> _Text passage_:
Ann Hui returns to the infamous new town of Tin Shui Wai, the setting of her award-winning previous film, The Way We Are, for her latest outing. Deliberately named in reference to Alain Resnais’ 1955 documentary about Nazi concentration camps, Night and Fog is a powerfully acted, and at times harrowing, retelling of a recent true case of domestic violence and murder.

It is giving nothing away to reveal that young mother Hiu-Ling (played by Zhang Jingchu of The Beast Stalker) and her twin daughters are brutally murdered by her husband, Sam (Simon Yam). The film establishes this in its opening moments and the bulk of the narrative is told in flashback through a number of police statements given by neighbours and other young women from the women’s refuge where Hiu-Ling repeatedly seeks shelter.

> _Required actions_:
1 – In the film review, which actor plays Hiu-Ling's husband, Sam?
2 – List every person named in the film review, including both real people and characters.
3 – Resume the film review, starting after its final sentence.
The listing after the film review isn't needed for any task here.

> _Data excerpt_:
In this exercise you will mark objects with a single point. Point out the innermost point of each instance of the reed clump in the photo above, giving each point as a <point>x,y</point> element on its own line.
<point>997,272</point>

> _Answers to the tasks_:
1 – Simon Yam

2 – Ann Hui, Alain Resnais, Hiu-Ling, Zhang Jingchu, Sam, Simon Yam

3 –
The film backtracks to explore the events that lead up to, and may have provoked, such a gruesome crime. It also attempts, with little success, to understand the kind of man capable of murdering his own wife and children. It is not a failing of the film, however, that more answers are not gleaned from this path of investigation, but rather a realization that the motives of the film’s antagonist are largely beyond comprehension.

Hui does succeed in exposing the unique and rather eccentric relationship that exists between Hong Kong and Mainland China. It appears that for many in China, the perception of Hong Kong is of a gilded paradise, an economic haven where the streets are paved with gold and anyone can find their fortune. When Hiu-Ling brings Sam back to her village, her parents are quick to look beyond the sizeable age difference, his volatile temperament or even the way he looks at their younger daughter. What they see is a man from Hong Kong and, not far beyond that, a steady source of income to see them through their twilight years. Sadly, the well being of their daughter scarcely enters into the equation and by this time the audience are already well aware of what fate awaits her.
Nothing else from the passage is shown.